**WHAT IS EXPECTED:** Write out these items again, swapping "top-left corner" for "upper-left corner" and leaving everything else as it is.

**DATA LINES:**
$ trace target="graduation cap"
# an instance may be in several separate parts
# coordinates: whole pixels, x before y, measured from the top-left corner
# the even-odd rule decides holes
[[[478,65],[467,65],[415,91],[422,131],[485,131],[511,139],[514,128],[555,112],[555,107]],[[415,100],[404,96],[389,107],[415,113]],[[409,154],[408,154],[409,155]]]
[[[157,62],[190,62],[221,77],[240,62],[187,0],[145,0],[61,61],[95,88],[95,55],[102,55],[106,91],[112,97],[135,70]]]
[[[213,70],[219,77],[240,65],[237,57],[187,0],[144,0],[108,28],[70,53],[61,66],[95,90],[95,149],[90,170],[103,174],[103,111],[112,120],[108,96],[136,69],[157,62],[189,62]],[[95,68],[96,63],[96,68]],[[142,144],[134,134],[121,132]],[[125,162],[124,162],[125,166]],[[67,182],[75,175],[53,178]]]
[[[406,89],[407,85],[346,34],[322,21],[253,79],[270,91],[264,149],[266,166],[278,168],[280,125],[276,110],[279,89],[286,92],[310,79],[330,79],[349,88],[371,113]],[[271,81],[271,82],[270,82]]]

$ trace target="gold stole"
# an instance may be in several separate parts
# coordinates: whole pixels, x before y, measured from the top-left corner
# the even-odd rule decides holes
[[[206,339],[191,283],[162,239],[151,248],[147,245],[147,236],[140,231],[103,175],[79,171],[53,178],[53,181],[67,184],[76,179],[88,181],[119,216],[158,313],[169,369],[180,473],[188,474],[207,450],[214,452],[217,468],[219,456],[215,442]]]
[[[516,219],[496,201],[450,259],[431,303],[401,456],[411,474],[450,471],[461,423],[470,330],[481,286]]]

**EXERCISE SOLUTION:**
$ trace target="graduation cap"
# an instance may be in several separate parts
# coordinates: whole pixels, x before y, measured from the upper-left corner
# the even-odd rule decides holes
[[[478,65],[467,65],[415,91],[422,131],[485,131],[511,139],[514,128],[555,112],[555,107]],[[415,100],[404,96],[389,107],[415,113]],[[409,154],[408,154],[409,155]]]
[[[157,62],[190,62],[221,77],[240,62],[187,0],[145,0],[61,61],[95,88],[95,55],[102,55],[106,91],[112,97],[135,70]]]
[[[213,70],[219,77],[240,65],[237,57],[187,0],[144,0],[108,28],[70,53],[61,66],[95,90],[95,149],[90,170],[103,174],[103,111],[112,120],[108,96],[136,69],[157,62],[189,62]],[[95,68],[96,63],[96,68]],[[142,144],[134,134],[121,132]],[[125,162],[124,162],[125,166]],[[67,182],[75,175],[53,178]]]
[[[406,89],[407,85],[346,34],[322,21],[253,79],[270,91],[264,149],[266,166],[278,168],[280,125],[276,110],[279,89],[286,92],[310,79],[330,79],[349,88],[371,113]],[[271,81],[271,82],[270,82]]]

$ trace target="gold stole"
# an instance may be in several separate parts
# coordinates: whole pixels, x before y, measured from the upper-left corner
# the even-odd rule decides holes
[[[206,339],[191,283],[162,239],[151,248],[147,245],[147,236],[140,231],[103,175],[79,171],[53,178],[53,181],[67,184],[76,179],[88,181],[119,216],[158,313],[169,369],[180,473],[188,474],[207,450],[214,452],[217,468],[219,456],[215,442]]]
[[[516,219],[496,201],[450,259],[431,303],[401,456],[411,474],[450,471],[461,423],[470,330],[481,286]]]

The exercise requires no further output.